Volunteering and its benefits

There are several benefits of volunteering. The first and most obvious benefit to volunteerism is the satisfaction you get from making a difference in other people’s lives and in the community. Because of the service you impart, you not only improve the lives of others, you also get to improve our own. As a volunteer, you get to meet more people who share common interests and widen your support group. You get to practice your social skills and become more confident in meeting and conversing with others. You get a jumpstart in developing certain office skills such as communication, teamwork, problem solving, and planning projects. You can even use your experience as a volunteer in your CV, helping you get the job you want.

While the social and professional benefits of volunteering alone make it worth anyone’s while, research has shown that there are also numerous health benefits brought about by being a volunteer. One of the health benefits of volunteering is greater life satisfaction and lower risk of depression. Because you get a personal sense of purpose as well as a sense of accomplishment in helping others, you reduce your stress levels and feel happier about your life and yourself. This is particularly true for Baby Boomers who volunteer. One study showed that people who became volunteers after having heart attacks felt less despairing and depressed about life which helps lower their mortality rate.  Volunteers have reported to feeling more optimistic, more motivated, and more satisfied with where their life is going. Aside from higher levels of happiness, you also get higher levels of self-esteem and a sense of control over your life.

Research has also shown that volunteering can help prevent poor health. Volunteers who start early are said to develop greater functional ability and better health in their older years. Aside from this, volunteers also have lower mortality rates. This means that people who volunteer often live longer than those who don’t, even when factors such as gender, physical health, and socioeconomic status are taken into account.Benefits Of Volunteering

Through another study, there was a strong correlation shown between the number of volunteers in the state and the population’s physical health. It was found that the more volunteers found within a state, the healthier the population was. Mortality rates were found to be much lower as well as the occurrence of heart disease. States which had a lower volunteer rate experienced more health problems among its population.

One surprising benefit of volunteering is having a healthier BMI or Body Mass Index. A greater deal of volunteers were found to have an average BMI and only a low percentage of them were found to be obese in comparison to people who didn’t volunteer. This can be attributed to the fact that volunteering involves being active and performing certain physical activities that lead to a healthier lifestyle.

With all these health benefits of volunteering, it’s no wonder that more and more Americans are choosing to serve others. As research has proven, doing good is good for you.

**INPUT DATA**

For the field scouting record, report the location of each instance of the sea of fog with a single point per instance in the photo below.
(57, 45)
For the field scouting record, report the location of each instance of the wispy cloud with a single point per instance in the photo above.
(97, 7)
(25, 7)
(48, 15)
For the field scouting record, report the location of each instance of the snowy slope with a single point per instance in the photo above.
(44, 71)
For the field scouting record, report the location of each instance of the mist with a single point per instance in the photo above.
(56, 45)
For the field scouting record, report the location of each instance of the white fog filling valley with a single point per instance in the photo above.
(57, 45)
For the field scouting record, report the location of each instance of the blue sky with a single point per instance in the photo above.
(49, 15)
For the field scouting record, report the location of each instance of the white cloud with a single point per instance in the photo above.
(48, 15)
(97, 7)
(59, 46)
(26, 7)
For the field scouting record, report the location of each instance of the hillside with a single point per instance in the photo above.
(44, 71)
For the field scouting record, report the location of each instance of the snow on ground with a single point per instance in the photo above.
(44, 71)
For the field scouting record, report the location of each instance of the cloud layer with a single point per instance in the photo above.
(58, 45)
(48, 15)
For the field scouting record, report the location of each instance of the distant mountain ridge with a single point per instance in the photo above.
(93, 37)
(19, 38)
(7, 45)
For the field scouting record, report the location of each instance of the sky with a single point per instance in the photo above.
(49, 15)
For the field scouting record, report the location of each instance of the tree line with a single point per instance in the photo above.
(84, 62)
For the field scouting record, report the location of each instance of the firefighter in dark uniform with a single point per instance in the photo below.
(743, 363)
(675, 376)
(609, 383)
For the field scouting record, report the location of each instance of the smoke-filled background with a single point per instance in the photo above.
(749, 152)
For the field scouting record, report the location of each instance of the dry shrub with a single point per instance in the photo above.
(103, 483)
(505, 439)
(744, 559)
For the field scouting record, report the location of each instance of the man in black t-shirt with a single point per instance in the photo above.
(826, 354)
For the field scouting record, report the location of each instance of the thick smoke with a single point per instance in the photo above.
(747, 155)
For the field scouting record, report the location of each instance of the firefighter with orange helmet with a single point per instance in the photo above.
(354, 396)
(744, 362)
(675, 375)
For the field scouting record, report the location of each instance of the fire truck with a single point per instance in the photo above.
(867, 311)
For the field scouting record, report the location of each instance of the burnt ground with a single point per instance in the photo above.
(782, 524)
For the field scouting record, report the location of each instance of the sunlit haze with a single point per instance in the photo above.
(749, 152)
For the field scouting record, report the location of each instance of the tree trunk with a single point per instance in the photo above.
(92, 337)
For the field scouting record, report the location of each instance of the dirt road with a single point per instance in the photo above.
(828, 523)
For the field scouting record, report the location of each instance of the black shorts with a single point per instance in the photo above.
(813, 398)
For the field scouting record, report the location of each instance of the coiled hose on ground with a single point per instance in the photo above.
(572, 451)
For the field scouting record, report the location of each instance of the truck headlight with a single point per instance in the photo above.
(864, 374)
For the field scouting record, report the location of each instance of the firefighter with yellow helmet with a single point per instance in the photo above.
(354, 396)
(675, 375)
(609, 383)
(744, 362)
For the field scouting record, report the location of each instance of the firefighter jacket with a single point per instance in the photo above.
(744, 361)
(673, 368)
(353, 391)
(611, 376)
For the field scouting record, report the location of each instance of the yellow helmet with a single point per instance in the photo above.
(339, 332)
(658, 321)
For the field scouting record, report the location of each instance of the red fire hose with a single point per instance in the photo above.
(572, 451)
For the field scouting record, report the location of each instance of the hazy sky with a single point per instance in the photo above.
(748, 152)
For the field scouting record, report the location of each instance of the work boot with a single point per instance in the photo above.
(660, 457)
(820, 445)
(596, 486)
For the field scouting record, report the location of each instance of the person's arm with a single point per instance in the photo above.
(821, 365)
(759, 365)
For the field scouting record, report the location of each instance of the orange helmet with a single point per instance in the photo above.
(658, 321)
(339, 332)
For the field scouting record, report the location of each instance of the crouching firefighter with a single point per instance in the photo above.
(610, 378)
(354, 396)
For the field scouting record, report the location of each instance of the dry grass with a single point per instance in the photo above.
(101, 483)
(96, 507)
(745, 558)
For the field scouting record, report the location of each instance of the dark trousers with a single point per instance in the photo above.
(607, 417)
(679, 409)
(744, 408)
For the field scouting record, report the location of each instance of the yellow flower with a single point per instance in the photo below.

**EXERCISE AIM**
Copy word for word the part of the text on volunteering that begins at "Through another study, there" and stops after "a healthier lifestyle.". The rows have nothing to do with the text on volunteering.

**EXERCISE ANSWER**
Through another study, there was a strong correlation shown between the number of volunteers in the state and the population’s physical health. It was found that the more volunteers found within a state, the healthier the population was. Mortality rates were found to be much lower as well as the occurrence of heart disease. States which had a lower volunteer rate experienced more health problems among its population.

One surprising benefit of volunteering is having a healthier BMI or Body Mass Index. A greater deal of volunteers were found to have an average BMI and only a low percentage of them were found to be obese in comparison to people who didn’t volunteer. This can be attributed to the fact that volunteering involves being active and performing certain physical activities that lead to a healthier lifestyle.